EXERCISE:
Your output should be the lines from the one that contains "the arched entrance" to the end of the listing, transcribed exactly. Include nothing else.

*** AVAILABLE RECORDS Section Begins ***

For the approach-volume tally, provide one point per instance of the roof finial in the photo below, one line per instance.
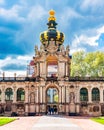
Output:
(52, 13)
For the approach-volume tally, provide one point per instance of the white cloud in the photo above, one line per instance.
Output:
(93, 4)
(20, 60)
(67, 15)
(36, 12)
(12, 13)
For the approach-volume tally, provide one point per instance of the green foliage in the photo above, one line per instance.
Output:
(5, 120)
(87, 64)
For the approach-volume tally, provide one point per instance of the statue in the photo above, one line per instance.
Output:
(67, 49)
(32, 98)
(72, 97)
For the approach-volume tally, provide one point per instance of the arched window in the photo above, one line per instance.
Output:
(83, 94)
(20, 94)
(0, 95)
(9, 94)
(95, 94)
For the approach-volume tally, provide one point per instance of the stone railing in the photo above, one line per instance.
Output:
(19, 79)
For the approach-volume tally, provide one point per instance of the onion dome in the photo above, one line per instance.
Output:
(52, 34)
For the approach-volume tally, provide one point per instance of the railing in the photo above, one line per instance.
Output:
(20, 79)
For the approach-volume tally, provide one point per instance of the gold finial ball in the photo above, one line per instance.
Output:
(51, 12)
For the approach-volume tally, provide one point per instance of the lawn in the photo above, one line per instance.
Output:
(98, 119)
(5, 120)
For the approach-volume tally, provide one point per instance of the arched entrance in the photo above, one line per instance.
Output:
(52, 100)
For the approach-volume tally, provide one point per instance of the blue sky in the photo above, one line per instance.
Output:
(22, 21)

*** AVAILABLE RECORDS Section Ends ***

RESPONSE TO THE TASK:
For the approach-volume tally, provide one point per instance of the arched entrance in the photo above, one line per instance.
Output:
(52, 100)
For the approach-volume tally, provide one point per instance of the blue sky in the photo above, one line per instance.
Output:
(22, 21)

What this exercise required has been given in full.